DATA TO PROCESS:
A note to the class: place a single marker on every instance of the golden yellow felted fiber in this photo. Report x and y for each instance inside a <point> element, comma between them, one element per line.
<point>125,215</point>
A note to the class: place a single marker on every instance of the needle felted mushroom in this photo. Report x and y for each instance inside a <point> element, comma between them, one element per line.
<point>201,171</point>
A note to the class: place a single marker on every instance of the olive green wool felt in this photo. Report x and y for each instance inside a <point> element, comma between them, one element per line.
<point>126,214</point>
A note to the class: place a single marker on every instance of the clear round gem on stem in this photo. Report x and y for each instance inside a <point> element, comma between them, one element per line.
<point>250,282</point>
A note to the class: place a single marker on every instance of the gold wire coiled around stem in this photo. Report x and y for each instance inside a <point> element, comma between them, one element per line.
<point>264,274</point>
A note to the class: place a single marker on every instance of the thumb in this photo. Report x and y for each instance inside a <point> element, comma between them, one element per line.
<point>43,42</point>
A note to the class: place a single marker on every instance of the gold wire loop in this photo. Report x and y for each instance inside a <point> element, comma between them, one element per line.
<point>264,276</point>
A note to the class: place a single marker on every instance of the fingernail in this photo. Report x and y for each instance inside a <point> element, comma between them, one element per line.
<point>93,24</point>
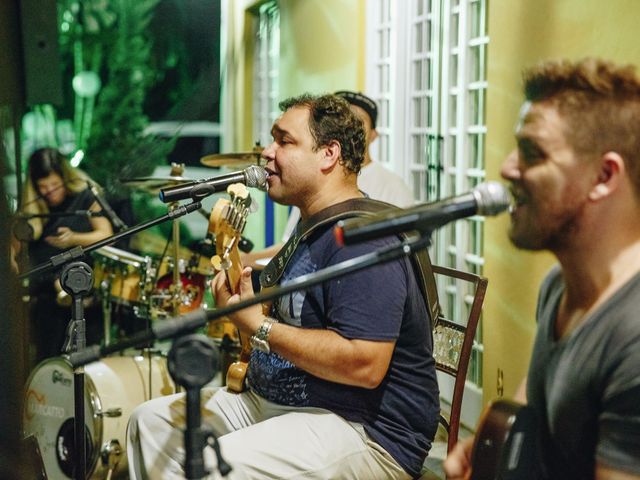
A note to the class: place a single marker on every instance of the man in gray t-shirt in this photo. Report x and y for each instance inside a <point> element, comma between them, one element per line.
<point>575,179</point>
<point>586,384</point>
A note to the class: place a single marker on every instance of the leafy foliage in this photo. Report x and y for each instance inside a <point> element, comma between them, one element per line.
<point>111,36</point>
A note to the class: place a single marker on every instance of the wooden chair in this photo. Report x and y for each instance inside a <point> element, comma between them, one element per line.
<point>453,342</point>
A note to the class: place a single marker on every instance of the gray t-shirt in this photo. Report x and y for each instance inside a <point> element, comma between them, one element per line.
<point>586,387</point>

WHAT THE TASK ASKS: Reproduce all of the material exactly, apart from the pictures.

ANSWER AREA:
A note to the class: place a single marker on every instance of the golden yellow felted fiber in this photo. Report x and y for each instance inside a <point> element, comma between them, one element per line.
<point>125,215</point>
A note to the class: place a single marker on every instance of the needle felted mushroom in this photo. Report x and y for each instance inside a <point> element, comma between them, one element per line.
<point>201,171</point>
A note to the class: place a single marker on every instance of the olive green wool felt in this photo. Report x and y for each instance inside a <point> element, comma between them, one element per line.
<point>126,214</point>
A note to the class: place a single marker on every instance of the clear round gem on stem in this photo. Report x and y for each instance inside a <point> element, comma between them, one element per line.
<point>250,282</point>
A note to the class: place a single marker on every instance of the gold wire coiled around stem in this photo. Report x and y for each instance inside a <point> element, comma between them, one element per line.
<point>264,274</point>
A note to the class: place a single marker on every instance of the thumb in this photo. Report x and y for each instance inside a <point> element, comma between them, one element per line.
<point>43,42</point>
A note to the class: place a single marker on every instance of the gold wire loop in this photo. Report x and y for each instance inside a <point> element, comma between them, one element per line.
<point>264,276</point>
A note to the class: place a single marker on every instance of the fingernail in this photo. Report x and y for each instance inside a <point> element, comma between them, one element per line.
<point>93,24</point>
A note to the class: place a single marker on every instance of the man in gray t-shirt in this photo. Report x and y for each instance inside a <point> element, comma between them, one element per line.
<point>575,179</point>
<point>586,384</point>
A note to the class: place a single marker on every instance of the leafy foliage in this photo. Report x and y for each instance inside a <point> element, comma between them, one element per line.
<point>111,36</point>
A note to the class: place a single marker on every instance of the wooden chair in this photo. Report x and y for each instance inside a <point> element, comma between them, one element per line.
<point>453,342</point>
A note to the class: place a single marker on every instance of the gray t-shirt in this photo. Report x and y for each instance inside a <point> element, comma between them, one element per line.
<point>586,387</point>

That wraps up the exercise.